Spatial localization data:
◆ ◆ ◆ ◆ ◆ ◆ ◆
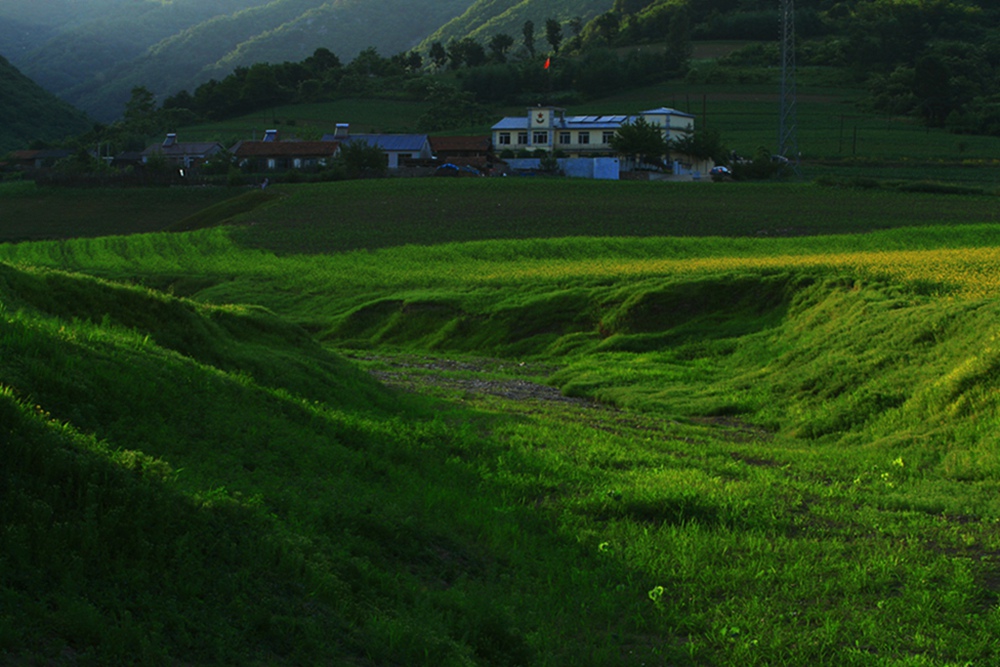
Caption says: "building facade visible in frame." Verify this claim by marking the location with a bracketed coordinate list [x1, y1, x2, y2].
[321, 126, 433, 169]
[142, 134, 225, 169]
[491, 106, 698, 166]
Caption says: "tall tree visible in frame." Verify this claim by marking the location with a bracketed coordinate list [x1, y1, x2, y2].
[593, 12, 621, 44]
[304, 47, 342, 75]
[121, 85, 164, 138]
[545, 18, 563, 53]
[429, 41, 448, 69]
[664, 5, 693, 73]
[609, 117, 667, 167]
[523, 20, 536, 57]
[123, 86, 157, 126]
[489, 33, 515, 63]
[447, 38, 487, 69]
[670, 128, 728, 164]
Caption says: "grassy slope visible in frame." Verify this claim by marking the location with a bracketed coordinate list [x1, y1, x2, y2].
[1, 262, 664, 665]
[0, 54, 90, 154]
[6, 180, 1000, 663]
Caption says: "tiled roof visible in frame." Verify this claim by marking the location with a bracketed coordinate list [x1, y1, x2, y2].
[642, 107, 695, 117]
[234, 141, 339, 158]
[492, 118, 529, 131]
[321, 134, 429, 152]
[143, 142, 223, 157]
[428, 136, 491, 152]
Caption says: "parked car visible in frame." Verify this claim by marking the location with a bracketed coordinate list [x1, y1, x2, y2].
[434, 163, 481, 177]
[709, 165, 732, 181]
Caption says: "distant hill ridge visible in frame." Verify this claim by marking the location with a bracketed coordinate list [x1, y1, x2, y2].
[0, 53, 90, 154]
[418, 0, 612, 52]
[1, 0, 478, 122]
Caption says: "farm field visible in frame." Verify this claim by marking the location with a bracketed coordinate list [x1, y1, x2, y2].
[0, 182, 238, 243]
[4, 178, 1000, 665]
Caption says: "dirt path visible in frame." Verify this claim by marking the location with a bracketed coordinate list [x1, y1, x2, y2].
[348, 352, 774, 448]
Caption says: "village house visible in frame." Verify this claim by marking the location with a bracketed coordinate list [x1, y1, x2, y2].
[142, 133, 225, 169]
[321, 124, 432, 169]
[427, 135, 500, 173]
[9, 148, 73, 170]
[491, 106, 712, 175]
[231, 130, 340, 171]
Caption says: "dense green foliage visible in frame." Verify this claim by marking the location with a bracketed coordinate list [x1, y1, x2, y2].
[0, 55, 90, 154]
[6, 0, 1000, 142]
[6, 179, 1000, 663]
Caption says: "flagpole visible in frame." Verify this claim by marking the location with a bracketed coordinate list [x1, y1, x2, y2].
[544, 55, 552, 101]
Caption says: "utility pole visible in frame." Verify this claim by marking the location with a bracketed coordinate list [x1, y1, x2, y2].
[778, 0, 800, 175]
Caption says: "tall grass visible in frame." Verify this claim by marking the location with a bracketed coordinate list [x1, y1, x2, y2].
[1, 262, 680, 665]
[7, 181, 1000, 664]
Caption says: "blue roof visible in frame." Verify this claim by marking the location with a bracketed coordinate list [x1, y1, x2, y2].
[642, 107, 695, 117]
[564, 115, 634, 129]
[491, 118, 529, 131]
[491, 107, 696, 135]
[320, 134, 429, 151]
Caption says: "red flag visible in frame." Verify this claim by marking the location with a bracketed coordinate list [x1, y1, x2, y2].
[544, 57, 550, 69]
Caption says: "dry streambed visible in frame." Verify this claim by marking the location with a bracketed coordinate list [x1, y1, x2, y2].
[348, 352, 774, 453]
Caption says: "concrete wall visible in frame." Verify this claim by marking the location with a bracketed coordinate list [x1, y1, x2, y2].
[505, 157, 620, 180]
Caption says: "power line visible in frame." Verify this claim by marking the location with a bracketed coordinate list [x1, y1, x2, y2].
[778, 0, 800, 175]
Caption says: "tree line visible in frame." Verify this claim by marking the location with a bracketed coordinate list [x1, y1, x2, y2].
[57, 0, 1000, 161]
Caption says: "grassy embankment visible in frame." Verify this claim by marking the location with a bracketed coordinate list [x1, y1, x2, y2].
[4, 178, 1000, 664]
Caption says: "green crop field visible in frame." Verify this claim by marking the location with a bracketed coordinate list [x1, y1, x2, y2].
[4, 177, 1000, 665]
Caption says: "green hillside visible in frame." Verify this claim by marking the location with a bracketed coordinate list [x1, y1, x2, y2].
[418, 0, 612, 53]
[4, 0, 476, 122]
[0, 54, 91, 154]
[6, 179, 1000, 663]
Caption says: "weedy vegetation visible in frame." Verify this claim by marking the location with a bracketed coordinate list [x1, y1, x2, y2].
[4, 177, 1000, 665]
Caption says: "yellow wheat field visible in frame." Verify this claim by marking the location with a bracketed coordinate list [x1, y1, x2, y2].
[475, 246, 1000, 299]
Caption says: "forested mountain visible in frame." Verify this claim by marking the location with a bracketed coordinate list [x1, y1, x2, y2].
[0, 54, 90, 155]
[418, 0, 613, 54]
[0, 0, 476, 122]
[6, 0, 1000, 143]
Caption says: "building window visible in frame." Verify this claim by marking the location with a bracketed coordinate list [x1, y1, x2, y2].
[498, 132, 511, 145]
[559, 132, 571, 145]
[517, 132, 529, 145]
[532, 131, 549, 145]
[602, 131, 615, 144]
[578, 131, 590, 145]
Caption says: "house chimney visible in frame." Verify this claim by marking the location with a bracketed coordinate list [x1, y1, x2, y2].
[163, 133, 177, 147]
[263, 129, 278, 142]
[334, 123, 350, 139]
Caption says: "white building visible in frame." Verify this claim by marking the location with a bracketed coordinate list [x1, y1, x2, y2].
[491, 106, 711, 174]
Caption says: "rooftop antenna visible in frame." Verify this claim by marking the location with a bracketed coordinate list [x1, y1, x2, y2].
[778, 0, 800, 175]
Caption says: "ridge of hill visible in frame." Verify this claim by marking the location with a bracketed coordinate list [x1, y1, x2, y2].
[418, 0, 612, 52]
[2, 0, 476, 122]
[0, 53, 91, 154]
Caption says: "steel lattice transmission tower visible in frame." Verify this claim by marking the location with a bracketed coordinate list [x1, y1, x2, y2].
[778, 0, 800, 173]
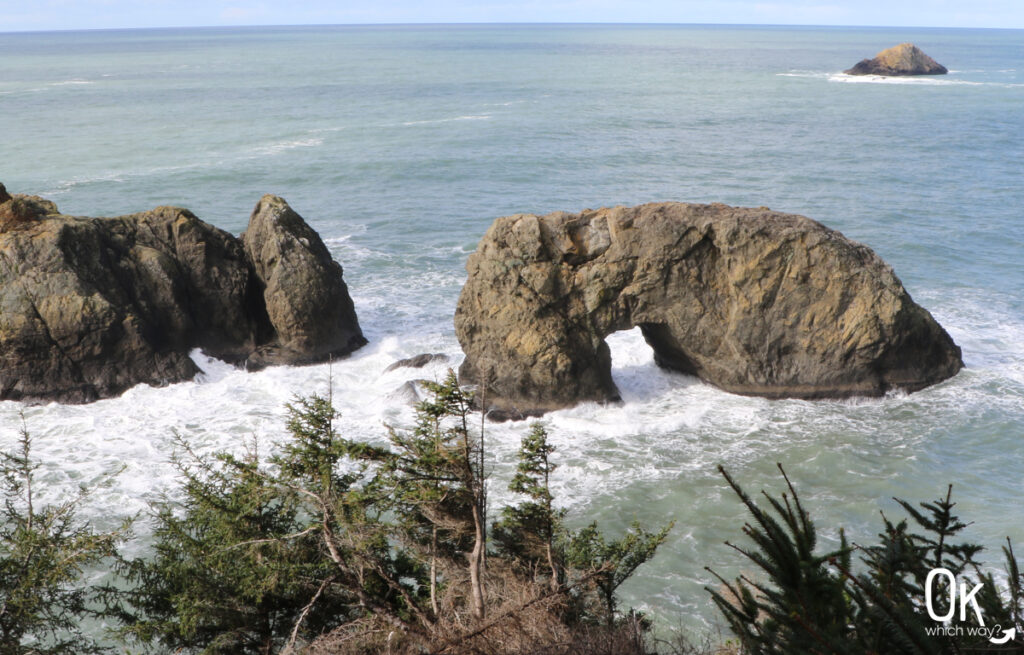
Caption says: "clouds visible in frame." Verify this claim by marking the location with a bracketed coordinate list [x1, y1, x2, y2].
[0, 0, 1021, 31]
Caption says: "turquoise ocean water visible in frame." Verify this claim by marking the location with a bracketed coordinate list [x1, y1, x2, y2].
[2, 24, 1023, 635]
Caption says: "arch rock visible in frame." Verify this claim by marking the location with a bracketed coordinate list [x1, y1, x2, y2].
[455, 203, 963, 418]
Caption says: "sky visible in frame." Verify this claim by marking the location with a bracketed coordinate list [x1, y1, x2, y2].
[0, 0, 1022, 32]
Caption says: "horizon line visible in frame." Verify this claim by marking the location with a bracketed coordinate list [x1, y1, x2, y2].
[3, 21, 1023, 36]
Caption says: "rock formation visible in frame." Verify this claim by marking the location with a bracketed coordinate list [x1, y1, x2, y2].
[844, 43, 947, 76]
[384, 353, 449, 373]
[243, 195, 366, 369]
[0, 185, 364, 403]
[386, 379, 432, 405]
[455, 203, 963, 418]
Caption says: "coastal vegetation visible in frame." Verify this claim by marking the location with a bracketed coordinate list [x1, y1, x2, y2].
[707, 465, 1024, 654]
[2, 376, 1022, 654]
[0, 415, 129, 654]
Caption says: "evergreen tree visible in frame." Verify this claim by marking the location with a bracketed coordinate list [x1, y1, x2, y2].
[370, 370, 489, 621]
[709, 464, 1024, 654]
[119, 377, 676, 654]
[118, 436, 342, 654]
[494, 421, 673, 630]
[0, 415, 128, 655]
[565, 519, 673, 626]
[493, 423, 565, 590]
[706, 464, 854, 654]
[274, 392, 432, 636]
[121, 391, 437, 653]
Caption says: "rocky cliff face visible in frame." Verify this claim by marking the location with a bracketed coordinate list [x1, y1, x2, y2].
[0, 185, 364, 403]
[845, 43, 947, 76]
[455, 203, 963, 418]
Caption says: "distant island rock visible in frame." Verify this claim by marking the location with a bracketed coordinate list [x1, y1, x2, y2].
[0, 184, 365, 403]
[455, 202, 963, 418]
[845, 43, 948, 76]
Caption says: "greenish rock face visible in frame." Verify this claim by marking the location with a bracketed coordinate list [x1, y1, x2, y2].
[0, 187, 364, 403]
[455, 203, 963, 419]
[242, 194, 366, 370]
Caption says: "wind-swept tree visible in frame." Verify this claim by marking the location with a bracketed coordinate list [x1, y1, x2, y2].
[708, 464, 1024, 654]
[121, 375, 675, 654]
[0, 415, 128, 655]
[493, 423, 564, 590]
[371, 371, 489, 621]
[117, 435, 343, 654]
[565, 519, 673, 626]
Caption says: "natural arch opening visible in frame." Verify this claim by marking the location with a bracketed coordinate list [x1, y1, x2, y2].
[605, 326, 703, 403]
[637, 322, 701, 377]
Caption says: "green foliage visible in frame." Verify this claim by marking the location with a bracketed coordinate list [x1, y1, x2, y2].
[366, 370, 489, 620]
[9, 376, 673, 654]
[706, 464, 853, 653]
[493, 423, 565, 585]
[709, 464, 1024, 655]
[279, 393, 348, 495]
[0, 415, 128, 655]
[117, 436, 343, 654]
[491, 420, 674, 630]
[565, 519, 674, 626]
[373, 371, 484, 562]
[118, 389, 437, 652]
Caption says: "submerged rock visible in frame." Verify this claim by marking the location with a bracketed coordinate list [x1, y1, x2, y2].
[386, 379, 433, 405]
[455, 202, 963, 417]
[0, 186, 364, 403]
[384, 353, 449, 373]
[845, 43, 947, 76]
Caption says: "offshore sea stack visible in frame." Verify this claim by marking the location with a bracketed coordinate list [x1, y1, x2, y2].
[242, 195, 365, 369]
[845, 43, 948, 76]
[0, 184, 364, 403]
[455, 203, 963, 418]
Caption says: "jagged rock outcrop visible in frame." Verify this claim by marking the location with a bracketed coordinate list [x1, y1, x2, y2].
[845, 43, 947, 76]
[243, 195, 366, 369]
[455, 203, 963, 417]
[0, 186, 364, 403]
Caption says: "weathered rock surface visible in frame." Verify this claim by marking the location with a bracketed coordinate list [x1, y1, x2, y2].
[845, 43, 947, 76]
[242, 195, 366, 369]
[0, 186, 364, 403]
[455, 202, 963, 417]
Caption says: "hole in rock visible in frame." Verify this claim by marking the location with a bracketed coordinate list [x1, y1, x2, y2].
[605, 327, 699, 402]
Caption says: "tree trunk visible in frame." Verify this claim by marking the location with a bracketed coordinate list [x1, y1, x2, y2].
[430, 526, 439, 618]
[546, 541, 559, 592]
[468, 502, 486, 620]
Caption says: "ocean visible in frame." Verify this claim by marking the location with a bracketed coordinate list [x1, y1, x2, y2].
[2, 24, 1023, 635]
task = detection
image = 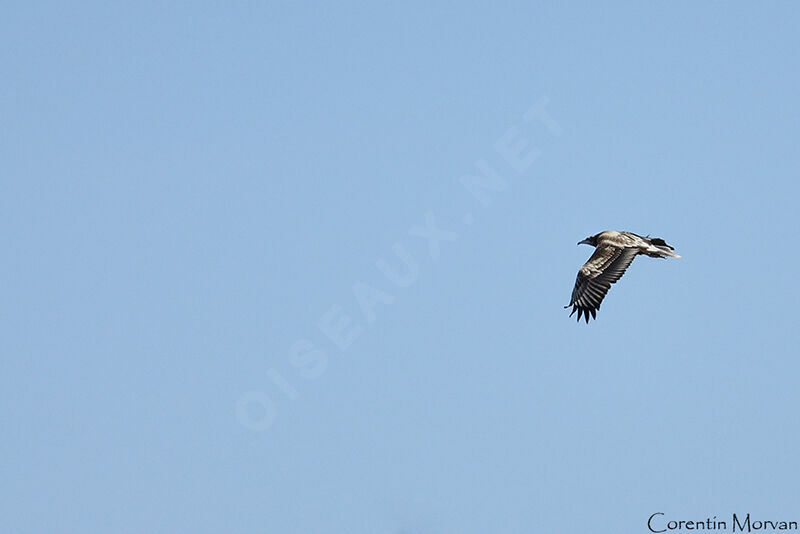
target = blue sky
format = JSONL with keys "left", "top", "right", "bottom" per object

{"left": 3, "top": 2, "right": 800, "bottom": 533}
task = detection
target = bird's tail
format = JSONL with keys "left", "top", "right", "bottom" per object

{"left": 645, "top": 237, "right": 681, "bottom": 258}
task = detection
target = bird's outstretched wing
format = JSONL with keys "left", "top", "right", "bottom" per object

{"left": 566, "top": 245, "right": 638, "bottom": 322}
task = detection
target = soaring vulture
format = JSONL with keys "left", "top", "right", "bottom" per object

{"left": 566, "top": 231, "right": 680, "bottom": 322}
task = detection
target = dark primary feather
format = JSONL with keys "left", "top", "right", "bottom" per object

{"left": 566, "top": 246, "right": 638, "bottom": 323}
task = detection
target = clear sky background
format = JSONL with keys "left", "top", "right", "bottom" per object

{"left": 3, "top": 3, "right": 800, "bottom": 533}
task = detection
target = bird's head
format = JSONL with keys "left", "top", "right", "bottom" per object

{"left": 578, "top": 234, "right": 599, "bottom": 246}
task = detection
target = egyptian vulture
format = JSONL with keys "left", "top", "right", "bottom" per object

{"left": 566, "top": 231, "right": 680, "bottom": 323}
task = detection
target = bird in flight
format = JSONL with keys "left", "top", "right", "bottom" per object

{"left": 566, "top": 231, "right": 680, "bottom": 323}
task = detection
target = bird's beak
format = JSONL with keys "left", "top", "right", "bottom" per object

{"left": 577, "top": 238, "right": 591, "bottom": 246}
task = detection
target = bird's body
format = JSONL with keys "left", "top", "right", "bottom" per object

{"left": 566, "top": 231, "right": 680, "bottom": 323}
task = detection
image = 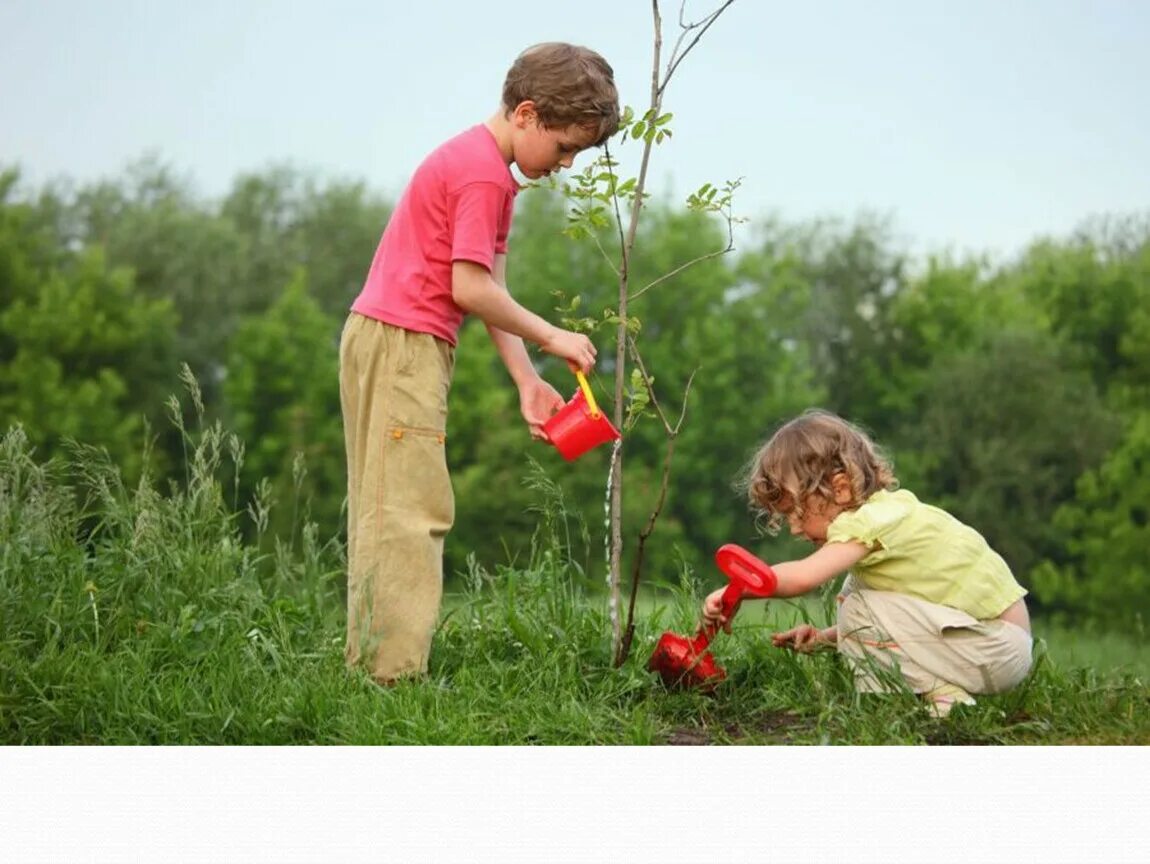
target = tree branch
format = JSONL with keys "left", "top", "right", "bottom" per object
◆ ◆ ◆ ◆ ◆ ◆ ◆
> [DESCRIPTION OF THE TASK]
Beginning with the line that has "target = bird in flight" and ending with the line that has "target = bird's body", set down the lines above exactly and include no others.

> [RESPONSE TO THE EXERCISE]
target = bird in flight
format = JSONL with keys "left", "top", "right", "bottom" per object

{"left": 566, "top": 231, "right": 680, "bottom": 323}
task = detection
target = bird's beak
format = JSONL with keys "left", "top", "right", "bottom" per object

{"left": 577, "top": 238, "right": 591, "bottom": 246}
task = detection
target = bird's body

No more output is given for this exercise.